Short task
Find each line in the records below that contains the word "background" and copy it. The match is case-sensitive.

Material supplied
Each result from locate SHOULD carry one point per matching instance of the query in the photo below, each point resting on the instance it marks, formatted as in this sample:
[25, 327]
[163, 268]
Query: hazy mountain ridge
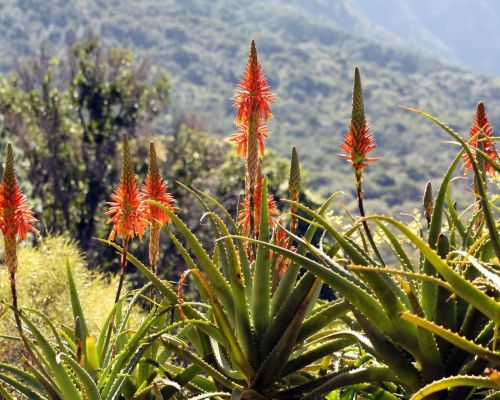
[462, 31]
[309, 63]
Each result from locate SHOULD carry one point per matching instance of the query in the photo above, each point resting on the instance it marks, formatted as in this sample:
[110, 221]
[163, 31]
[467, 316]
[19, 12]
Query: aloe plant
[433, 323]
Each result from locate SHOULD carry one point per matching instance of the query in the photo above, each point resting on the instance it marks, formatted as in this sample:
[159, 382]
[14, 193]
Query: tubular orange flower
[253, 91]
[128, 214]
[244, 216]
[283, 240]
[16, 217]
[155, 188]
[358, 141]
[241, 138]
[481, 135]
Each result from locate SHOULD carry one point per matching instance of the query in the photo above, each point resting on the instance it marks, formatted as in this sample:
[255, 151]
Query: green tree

--

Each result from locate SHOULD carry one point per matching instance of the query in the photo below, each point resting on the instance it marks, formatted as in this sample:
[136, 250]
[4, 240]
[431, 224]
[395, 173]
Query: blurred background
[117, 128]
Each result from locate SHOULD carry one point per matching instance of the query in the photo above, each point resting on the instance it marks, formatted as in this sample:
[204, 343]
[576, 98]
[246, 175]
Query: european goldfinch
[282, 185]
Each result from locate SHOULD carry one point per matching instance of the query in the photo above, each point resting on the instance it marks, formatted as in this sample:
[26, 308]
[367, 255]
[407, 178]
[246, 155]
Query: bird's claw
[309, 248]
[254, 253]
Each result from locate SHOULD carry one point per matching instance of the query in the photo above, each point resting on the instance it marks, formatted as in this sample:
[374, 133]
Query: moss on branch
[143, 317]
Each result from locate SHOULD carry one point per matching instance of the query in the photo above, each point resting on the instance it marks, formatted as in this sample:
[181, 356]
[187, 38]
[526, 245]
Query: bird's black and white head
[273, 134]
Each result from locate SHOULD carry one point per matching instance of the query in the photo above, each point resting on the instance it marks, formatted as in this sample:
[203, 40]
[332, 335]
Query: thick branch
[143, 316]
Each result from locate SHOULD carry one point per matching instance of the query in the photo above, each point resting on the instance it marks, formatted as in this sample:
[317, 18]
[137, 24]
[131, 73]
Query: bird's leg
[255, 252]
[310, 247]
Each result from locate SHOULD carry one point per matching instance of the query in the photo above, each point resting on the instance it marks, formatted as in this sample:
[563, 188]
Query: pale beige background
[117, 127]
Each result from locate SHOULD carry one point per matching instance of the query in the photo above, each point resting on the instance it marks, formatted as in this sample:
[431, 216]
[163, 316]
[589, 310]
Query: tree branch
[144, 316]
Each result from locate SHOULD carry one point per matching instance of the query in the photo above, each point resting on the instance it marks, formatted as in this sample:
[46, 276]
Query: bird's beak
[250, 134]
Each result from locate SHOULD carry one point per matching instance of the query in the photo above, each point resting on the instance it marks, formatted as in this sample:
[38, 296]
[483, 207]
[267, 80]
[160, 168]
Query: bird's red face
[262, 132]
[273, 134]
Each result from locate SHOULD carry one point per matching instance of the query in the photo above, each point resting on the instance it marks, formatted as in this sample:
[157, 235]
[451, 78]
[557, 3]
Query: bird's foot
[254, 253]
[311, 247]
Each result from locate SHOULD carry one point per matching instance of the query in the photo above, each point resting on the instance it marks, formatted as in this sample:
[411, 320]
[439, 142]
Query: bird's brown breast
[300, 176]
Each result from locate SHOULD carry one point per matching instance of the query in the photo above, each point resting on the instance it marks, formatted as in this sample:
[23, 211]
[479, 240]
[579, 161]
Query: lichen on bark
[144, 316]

Task answer
Query: blurred background
Query: pale beige background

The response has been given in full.